*Task objective*
Could you quote, exactly as they stand, the lines running from the one with "the door glass" to the final line of the material?

*Input data*
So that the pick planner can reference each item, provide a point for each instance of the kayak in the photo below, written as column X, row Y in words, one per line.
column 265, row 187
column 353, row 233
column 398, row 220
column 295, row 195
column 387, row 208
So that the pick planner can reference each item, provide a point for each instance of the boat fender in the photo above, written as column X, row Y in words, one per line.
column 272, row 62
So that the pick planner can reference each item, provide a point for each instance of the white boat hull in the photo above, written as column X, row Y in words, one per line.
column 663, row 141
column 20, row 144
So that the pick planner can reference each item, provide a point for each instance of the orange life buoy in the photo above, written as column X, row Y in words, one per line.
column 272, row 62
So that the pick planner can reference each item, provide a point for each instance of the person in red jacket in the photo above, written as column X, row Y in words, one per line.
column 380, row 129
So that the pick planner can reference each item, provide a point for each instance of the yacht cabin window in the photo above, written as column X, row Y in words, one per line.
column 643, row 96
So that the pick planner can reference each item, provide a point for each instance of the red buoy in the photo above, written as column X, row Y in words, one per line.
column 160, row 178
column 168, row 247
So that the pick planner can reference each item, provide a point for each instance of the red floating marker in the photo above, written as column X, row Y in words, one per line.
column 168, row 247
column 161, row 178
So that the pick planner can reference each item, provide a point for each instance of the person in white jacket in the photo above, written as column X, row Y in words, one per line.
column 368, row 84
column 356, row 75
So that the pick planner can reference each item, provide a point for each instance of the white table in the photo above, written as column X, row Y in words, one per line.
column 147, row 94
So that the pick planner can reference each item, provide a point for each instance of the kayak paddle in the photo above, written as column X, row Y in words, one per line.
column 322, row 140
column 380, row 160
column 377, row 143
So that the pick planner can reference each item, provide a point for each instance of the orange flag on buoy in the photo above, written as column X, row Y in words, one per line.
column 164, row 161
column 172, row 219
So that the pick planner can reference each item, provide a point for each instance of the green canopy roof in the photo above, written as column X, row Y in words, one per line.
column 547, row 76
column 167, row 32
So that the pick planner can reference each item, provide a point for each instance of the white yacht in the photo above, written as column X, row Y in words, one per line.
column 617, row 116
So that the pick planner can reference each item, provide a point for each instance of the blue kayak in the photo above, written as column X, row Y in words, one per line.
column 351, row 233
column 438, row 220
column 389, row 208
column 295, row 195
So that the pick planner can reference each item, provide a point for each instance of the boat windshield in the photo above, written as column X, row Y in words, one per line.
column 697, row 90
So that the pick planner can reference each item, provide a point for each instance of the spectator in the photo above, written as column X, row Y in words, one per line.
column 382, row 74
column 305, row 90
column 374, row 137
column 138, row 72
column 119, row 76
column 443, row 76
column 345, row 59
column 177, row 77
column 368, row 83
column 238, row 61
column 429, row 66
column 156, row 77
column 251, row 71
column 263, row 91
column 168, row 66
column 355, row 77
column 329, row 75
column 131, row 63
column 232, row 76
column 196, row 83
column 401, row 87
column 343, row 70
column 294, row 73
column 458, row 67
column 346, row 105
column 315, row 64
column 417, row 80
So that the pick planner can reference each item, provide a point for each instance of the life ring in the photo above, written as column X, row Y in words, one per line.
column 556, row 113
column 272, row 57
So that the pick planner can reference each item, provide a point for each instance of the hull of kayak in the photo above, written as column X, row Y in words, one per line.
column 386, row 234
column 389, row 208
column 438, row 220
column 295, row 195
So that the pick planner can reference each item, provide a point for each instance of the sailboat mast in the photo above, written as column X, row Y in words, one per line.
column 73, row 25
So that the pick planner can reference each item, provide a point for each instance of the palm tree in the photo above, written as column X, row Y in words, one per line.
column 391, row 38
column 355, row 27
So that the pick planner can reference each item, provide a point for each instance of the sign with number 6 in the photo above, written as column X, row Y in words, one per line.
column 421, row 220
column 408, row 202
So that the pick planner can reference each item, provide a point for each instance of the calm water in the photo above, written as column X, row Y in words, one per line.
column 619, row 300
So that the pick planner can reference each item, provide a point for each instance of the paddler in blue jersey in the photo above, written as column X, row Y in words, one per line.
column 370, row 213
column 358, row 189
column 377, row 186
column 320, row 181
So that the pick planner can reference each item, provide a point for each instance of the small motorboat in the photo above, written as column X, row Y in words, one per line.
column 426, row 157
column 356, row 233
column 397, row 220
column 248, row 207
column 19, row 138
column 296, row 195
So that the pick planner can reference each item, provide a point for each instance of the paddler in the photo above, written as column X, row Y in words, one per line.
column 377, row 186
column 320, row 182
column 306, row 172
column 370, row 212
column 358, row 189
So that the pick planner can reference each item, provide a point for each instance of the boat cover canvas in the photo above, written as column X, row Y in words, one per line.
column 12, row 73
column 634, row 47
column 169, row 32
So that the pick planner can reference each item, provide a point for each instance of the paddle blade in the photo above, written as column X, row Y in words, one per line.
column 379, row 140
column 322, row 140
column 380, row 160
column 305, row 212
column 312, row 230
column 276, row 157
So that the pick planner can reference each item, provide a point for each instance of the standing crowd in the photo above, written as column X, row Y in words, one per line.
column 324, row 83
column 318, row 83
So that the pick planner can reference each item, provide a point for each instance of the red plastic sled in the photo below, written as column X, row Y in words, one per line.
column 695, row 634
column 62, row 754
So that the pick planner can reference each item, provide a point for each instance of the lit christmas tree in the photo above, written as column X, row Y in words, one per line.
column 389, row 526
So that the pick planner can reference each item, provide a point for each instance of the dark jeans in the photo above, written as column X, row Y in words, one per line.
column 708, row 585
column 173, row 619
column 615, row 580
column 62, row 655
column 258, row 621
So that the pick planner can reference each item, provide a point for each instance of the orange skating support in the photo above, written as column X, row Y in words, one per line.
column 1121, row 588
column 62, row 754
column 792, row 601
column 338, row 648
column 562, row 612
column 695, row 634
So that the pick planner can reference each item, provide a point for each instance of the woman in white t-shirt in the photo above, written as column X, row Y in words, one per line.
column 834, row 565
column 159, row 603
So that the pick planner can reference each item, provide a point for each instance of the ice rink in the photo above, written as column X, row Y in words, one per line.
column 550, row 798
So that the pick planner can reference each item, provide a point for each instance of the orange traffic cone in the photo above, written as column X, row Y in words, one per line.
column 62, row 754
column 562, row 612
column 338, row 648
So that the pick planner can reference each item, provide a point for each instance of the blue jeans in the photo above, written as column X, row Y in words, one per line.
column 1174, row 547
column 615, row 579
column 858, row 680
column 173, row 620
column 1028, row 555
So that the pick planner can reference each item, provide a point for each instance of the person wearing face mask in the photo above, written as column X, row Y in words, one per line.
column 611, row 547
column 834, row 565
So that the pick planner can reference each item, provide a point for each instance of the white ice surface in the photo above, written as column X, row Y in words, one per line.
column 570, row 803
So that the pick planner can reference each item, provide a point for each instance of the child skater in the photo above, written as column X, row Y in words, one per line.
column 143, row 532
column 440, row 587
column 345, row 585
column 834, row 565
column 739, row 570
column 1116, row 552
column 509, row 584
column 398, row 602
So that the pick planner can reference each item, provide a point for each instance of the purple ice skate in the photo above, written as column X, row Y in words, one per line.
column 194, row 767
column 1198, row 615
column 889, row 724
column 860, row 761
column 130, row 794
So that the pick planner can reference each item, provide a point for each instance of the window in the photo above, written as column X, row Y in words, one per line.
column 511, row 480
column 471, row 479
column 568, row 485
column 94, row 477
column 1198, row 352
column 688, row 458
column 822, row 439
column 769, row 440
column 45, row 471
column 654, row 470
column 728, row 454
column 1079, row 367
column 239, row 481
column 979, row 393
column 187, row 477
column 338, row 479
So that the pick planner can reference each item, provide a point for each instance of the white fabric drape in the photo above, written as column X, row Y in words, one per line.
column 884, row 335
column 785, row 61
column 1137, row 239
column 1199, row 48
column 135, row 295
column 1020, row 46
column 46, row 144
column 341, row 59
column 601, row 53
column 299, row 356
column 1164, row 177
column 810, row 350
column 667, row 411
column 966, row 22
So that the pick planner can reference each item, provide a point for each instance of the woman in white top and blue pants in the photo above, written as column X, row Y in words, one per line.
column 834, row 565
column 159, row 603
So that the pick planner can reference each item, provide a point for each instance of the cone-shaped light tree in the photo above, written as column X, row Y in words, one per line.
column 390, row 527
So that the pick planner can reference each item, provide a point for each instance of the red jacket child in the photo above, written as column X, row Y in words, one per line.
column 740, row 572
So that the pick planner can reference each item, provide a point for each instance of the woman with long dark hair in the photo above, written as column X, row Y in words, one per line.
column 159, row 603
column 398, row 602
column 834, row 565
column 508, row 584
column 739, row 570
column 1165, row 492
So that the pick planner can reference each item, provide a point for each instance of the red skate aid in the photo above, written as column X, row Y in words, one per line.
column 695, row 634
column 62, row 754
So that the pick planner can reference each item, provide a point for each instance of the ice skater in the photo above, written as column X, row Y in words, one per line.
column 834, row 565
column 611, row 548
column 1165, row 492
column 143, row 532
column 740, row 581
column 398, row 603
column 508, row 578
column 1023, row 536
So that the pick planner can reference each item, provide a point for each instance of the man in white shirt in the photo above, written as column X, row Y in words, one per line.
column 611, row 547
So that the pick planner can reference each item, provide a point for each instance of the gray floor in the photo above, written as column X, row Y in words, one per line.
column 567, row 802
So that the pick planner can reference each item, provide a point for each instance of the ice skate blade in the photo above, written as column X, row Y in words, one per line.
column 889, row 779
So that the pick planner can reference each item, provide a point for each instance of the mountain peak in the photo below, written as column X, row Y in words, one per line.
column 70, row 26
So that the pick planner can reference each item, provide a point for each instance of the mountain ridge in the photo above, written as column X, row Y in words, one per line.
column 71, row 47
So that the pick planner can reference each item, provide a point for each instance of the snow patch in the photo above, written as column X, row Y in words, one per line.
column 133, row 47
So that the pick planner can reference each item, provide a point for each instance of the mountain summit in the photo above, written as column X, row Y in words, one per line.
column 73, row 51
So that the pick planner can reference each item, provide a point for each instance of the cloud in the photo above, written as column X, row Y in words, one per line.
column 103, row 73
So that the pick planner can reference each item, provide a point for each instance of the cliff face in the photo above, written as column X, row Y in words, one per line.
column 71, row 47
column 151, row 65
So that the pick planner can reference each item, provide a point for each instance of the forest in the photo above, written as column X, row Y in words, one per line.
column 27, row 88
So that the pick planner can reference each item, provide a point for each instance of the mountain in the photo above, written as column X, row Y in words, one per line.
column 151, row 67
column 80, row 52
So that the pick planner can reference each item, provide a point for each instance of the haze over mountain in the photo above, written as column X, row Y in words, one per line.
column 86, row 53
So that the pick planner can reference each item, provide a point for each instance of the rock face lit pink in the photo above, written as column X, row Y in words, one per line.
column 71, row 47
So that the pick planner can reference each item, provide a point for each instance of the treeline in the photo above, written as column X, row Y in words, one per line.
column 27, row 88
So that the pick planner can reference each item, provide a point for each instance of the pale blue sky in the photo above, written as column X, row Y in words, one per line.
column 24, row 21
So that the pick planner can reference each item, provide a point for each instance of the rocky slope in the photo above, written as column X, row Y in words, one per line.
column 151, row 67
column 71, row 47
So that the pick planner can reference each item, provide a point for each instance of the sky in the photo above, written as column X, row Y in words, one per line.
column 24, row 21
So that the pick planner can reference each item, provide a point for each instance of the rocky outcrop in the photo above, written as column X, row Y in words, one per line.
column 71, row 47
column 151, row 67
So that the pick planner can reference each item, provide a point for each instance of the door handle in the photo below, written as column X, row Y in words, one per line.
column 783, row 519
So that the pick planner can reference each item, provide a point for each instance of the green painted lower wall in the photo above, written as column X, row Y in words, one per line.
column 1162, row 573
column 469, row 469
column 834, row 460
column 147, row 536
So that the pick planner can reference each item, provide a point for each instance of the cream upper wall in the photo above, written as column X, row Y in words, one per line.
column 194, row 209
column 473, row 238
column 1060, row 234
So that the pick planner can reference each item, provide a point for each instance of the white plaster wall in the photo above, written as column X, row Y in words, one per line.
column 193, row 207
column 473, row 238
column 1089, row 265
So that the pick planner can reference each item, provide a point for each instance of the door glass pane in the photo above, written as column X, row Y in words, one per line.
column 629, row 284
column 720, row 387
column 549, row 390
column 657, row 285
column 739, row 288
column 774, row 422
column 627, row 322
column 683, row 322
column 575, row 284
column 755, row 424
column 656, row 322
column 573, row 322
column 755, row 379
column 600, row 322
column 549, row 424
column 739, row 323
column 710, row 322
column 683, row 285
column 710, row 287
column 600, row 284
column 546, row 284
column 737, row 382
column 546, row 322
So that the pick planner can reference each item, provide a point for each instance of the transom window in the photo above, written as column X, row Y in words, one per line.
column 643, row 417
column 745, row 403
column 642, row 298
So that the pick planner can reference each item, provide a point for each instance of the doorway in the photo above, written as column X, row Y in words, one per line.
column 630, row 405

*Output of the task*
So that the pick planner can reference each item, provide a point for each instance of the door glass pane in the photo above, written as column X, row Y in words, one per line.
column 629, row 284
column 720, row 387
column 549, row 390
column 657, row 285
column 739, row 288
column 774, row 422
column 627, row 322
column 683, row 322
column 575, row 284
column 755, row 424
column 656, row 322
column 573, row 322
column 755, row 379
column 600, row 322
column 549, row 424
column 739, row 323
column 710, row 322
column 683, row 285
column 710, row 287
column 600, row 284
column 546, row 284
column 737, row 382
column 546, row 322
So that the pick planner can reference each item, provide a point for each instance of the transom window in the photo above, written as column X, row Y in words, one per line.
column 643, row 417
column 745, row 403
column 642, row 298
So that the pick planner can reference each item, provide a point for each instance of the doorway in the photo above, written as column X, row Y in words, one per line.
column 630, row 405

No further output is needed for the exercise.